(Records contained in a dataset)
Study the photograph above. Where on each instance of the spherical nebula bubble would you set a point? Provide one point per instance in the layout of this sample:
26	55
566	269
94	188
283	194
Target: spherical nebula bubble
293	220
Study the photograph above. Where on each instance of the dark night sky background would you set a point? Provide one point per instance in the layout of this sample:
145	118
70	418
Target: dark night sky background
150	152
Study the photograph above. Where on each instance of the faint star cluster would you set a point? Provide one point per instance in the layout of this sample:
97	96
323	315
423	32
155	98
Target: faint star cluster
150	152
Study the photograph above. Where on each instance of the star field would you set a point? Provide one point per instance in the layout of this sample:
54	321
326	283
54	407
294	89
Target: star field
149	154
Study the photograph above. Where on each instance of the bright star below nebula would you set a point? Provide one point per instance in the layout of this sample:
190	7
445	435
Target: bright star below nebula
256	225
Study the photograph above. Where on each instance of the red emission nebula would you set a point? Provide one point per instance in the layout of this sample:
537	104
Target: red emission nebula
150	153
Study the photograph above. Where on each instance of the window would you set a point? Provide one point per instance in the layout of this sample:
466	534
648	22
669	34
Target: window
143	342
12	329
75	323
* * *
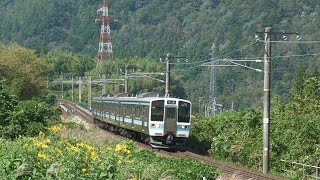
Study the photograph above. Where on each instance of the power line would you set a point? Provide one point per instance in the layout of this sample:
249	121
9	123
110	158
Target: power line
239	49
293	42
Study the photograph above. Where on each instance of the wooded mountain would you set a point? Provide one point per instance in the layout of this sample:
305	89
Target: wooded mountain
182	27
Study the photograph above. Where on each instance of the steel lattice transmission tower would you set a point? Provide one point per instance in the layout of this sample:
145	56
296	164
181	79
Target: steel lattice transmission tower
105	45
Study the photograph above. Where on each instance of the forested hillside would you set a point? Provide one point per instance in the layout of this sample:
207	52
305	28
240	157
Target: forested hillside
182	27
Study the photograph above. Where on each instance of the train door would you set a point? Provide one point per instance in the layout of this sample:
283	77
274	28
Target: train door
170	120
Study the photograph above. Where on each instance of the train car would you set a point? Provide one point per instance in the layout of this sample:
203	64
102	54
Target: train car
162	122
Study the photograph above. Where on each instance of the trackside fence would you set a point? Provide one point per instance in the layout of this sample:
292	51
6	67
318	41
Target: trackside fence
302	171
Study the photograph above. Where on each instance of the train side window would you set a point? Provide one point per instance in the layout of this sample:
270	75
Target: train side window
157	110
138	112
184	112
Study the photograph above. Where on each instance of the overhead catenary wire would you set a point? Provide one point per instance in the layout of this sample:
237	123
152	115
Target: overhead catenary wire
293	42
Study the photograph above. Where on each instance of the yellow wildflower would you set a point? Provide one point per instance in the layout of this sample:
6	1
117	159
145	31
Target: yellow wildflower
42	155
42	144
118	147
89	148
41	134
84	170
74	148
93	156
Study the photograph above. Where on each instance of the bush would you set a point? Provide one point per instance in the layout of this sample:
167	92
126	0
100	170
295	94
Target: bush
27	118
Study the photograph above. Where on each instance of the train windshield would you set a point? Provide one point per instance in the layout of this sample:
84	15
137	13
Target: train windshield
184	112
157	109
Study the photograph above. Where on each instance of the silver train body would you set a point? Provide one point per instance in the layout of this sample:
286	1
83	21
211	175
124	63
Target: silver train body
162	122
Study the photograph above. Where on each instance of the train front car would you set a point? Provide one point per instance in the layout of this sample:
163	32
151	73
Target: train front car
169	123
--
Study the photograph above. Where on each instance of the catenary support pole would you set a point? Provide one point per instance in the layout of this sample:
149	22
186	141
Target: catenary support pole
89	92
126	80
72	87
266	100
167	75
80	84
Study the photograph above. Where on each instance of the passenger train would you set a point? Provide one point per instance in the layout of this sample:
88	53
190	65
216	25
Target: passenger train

§ **WRITTEN INSTRUCTION**
List each line from the records above that includes the string "wire".

§ **REPLY**
Study the photograph above. Where on each instance of the overhead catenary wire would you set a point? Provide one point per instance in the layout of this sample:
Target: overhead catenary wire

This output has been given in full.